**Verilen metin:**
*-*-*

# Din, Tarih, İlim, Müzik... > Fıkralar, Mizah ve Müzik >  Karagöz İle Hacivat: İşkembe Çorbası

## Serdar102

KARAGÖZ İLE HACİVAT: İŞKEMBE ÇORBASI 
Hacivat evden çıkar, bir koşu gidip Karagöz'ün evinin kapısını çalar. Karagöz kapıyı açar.
Hacivat: " Karagözüm, koş, hanım işkembe çorbası pişirdi. "
Karagöz: " Hanım işkence çorbası mı pişirdi? "
Hacivat: " İşkencenin çorbası mı olurmuş? İşkembe çorbası: Bol sirkeli, sarımsaklı. "
Karagöz: " Beni evine götürüp işkence mi yapacaksın? "
Hacivat: " Aman Karagözüm, ne işkencesi? Seni çorba içmeye çağırdım. "
Karagöz: " Demek bana işkence yapmaya kararlısın? Seni kolculara söyleyeyim de falakaya yatırsınlar. "
Hacivat: " Aman Karagözüm, etme eyleme. Beni kolculara teslim etme. "
Karagöz: " Sakın buradan ayrılma. Tabanlarına on sopa ye de aklın başına gelsin. "
Karagöz gidince Hacivat evine döner ve samanlığa saklanır. Karagöz ile kolcular, biraz aradıktan sonra, Hacivat'ı samanlıkta bulur. 1. kolcu Karagöz'e sorar: " Bu sana ne yaptı? "
Karagöz: " Beni evine çağırdı. İşkence yapacakmış. Sonra da pişirip çorbamı içecekmiş. On sopa vurun da akıllansın. "
2. kolcu: " Yüz sopa vuralım "
1. kolcu: " O kadarı fazla. Elli sopa yeter. "
Çaresiz kalan Hacivat, Karagöz'ün boynuna sarılır: "Aman Karagözüm, sen büyüksün. Suçum azdır. On sopa yeter. " 
Karagöz'ün demesiyle kolcular on sopa vurup gider. Karagöz Hacivat'ı ayağa kaldırır, sırtına biner, çevrede dolaştırır. Böyle yapmasının sebebi, Hacivat'ın tabanlarının şişmesini önlemektir. Yoksa Hacivat yürüyemez hale gelirdi.

*-*-*

**Veri kayıtları:**
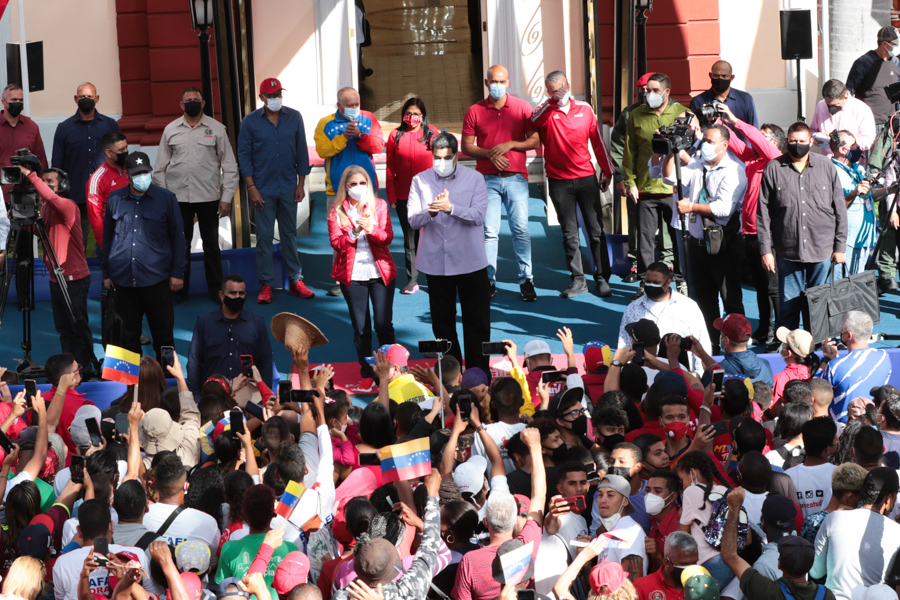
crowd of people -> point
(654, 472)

*-*-*

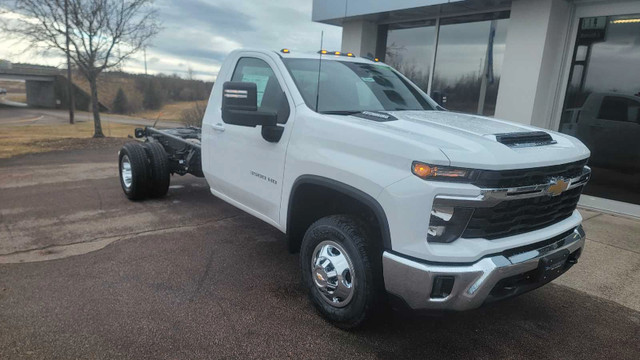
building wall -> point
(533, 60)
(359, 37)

*-*-*

**Görev listesi:**
**A.** Karagöz ile Hacivat metnine göre aşağıdaki soruları yanıtlayın.
(i) Hacivat, hanımının pişirdiği işkembe çorbasını nasıl tarif ediyor?
(ii) Karagöz gidince Hacivat nereye saklanıyor?
(iii) 1. kolcuya göre kaç sopa yeter?
**B.** Karagöz ile Hacivat metninde "Çaresiz kalan Hacivat, Karagöz'ün" sözlerinden "yürüyemez hale gelirdi." sözlerine kadar olan kısmı kelimesi kelimesine aktarın.

**Görev yanıtları:**
**A.**
(i) Bol sirkeli, sarımsaklı.
(ii) Samanlığa.
(iii) Elli sopa.

**B.**
Çaresiz kalan Hacivat, Karagöz'ün boynuna sarılır: "Aman Karagözüm, sen büyüksün. Suçum azdır. On sopa yeter. " 
Karagöz'ün demesiyle kolcular on sopa vurup gider. Karagöz Hacivat'ı ayağa kaldırır, sırtına biner, çevrede dolaştırır. Böyle yapmasının sebebi, Hacivat'ın tabanlarının şişmesini önlemektir. Yoksa Hacivat yürüyemez hale gelirdi.